YOUR OBJECTIVE: Starting at the line containing "Locate white shirt" and ending at the last line of the material, reproduce every line, requests included, and scale each bounding-box coordinate in the answers by 1.55, rounding to whole numbers with halves rounded up.

══ DATA FOR THIS EXERCISE ══

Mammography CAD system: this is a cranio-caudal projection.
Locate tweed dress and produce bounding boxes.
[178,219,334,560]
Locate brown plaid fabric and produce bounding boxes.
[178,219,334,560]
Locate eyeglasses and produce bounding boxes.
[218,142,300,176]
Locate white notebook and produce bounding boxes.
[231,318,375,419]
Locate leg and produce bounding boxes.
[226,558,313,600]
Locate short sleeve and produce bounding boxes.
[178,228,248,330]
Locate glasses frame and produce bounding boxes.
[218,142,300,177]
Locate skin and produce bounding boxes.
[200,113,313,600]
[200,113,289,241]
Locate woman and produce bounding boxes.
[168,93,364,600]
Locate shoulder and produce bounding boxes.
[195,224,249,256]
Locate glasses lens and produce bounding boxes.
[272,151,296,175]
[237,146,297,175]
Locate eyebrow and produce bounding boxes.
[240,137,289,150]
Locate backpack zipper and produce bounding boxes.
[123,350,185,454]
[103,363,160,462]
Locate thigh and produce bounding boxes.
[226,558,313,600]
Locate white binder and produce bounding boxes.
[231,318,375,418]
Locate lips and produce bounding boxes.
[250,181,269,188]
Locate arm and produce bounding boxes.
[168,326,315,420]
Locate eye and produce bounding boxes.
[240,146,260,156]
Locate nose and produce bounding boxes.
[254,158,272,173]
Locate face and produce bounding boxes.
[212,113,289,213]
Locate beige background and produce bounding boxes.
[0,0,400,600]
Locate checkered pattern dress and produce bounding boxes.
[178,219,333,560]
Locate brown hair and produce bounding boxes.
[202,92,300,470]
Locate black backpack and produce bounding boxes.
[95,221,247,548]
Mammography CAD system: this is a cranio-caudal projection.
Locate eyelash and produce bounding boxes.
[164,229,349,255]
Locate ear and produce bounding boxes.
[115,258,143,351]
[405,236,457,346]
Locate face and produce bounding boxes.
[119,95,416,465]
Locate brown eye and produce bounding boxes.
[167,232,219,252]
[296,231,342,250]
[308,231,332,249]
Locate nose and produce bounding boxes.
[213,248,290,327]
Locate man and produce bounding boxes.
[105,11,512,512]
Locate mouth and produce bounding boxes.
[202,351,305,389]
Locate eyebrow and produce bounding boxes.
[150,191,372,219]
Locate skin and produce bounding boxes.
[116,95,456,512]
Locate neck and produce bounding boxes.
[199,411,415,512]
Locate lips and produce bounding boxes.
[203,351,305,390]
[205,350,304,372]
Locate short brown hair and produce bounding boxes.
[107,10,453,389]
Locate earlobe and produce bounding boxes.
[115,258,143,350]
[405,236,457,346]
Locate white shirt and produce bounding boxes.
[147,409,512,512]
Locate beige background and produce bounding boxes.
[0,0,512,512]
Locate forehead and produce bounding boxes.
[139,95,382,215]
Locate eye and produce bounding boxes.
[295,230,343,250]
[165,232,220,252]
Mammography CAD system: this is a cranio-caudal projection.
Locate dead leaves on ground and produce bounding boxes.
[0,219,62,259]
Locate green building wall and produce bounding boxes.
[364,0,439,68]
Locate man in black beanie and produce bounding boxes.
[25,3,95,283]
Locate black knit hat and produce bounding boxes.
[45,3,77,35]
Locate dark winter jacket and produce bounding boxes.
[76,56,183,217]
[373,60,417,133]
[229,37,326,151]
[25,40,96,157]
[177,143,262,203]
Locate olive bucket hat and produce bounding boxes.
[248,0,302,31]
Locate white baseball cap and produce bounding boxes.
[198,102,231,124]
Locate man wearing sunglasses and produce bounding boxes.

═══

FINAL RESULT:
Locate white shirt and produce bounding boxes.
[228,634,794,794]
Locate beige background and produce bounding boxes.
[0,0,794,794]
Locate forehead and produce bounding boxes.
[215,147,592,333]
Locate eye and produce bounding boxes.
[457,357,532,388]
[256,360,341,391]
Mammography CAD system: this is a cranio-caudal projection.
Locate dead leaves on ground and produce bounding boxes.
[0,339,96,401]
Locate green building wall and produce bounding boxes.
[564,0,680,105]
Locate man in black beanie and produce bounding boxes.
[39,5,147,439]
Locate black knit hat and produce bounding boxes.
[70,5,119,54]
Locate dark winter jacket and produce bounding boxes.
[118,87,284,336]
[578,93,646,206]
[355,57,505,234]
[39,62,149,243]
[274,222,406,315]
Locate olive bucket hat and produce bounding boxes.
[384,0,468,48]
Locate white baseball cap and produce bounding boxes.
[307,158,358,192]
Locate man wearing sunglasses and produce bounding boxes.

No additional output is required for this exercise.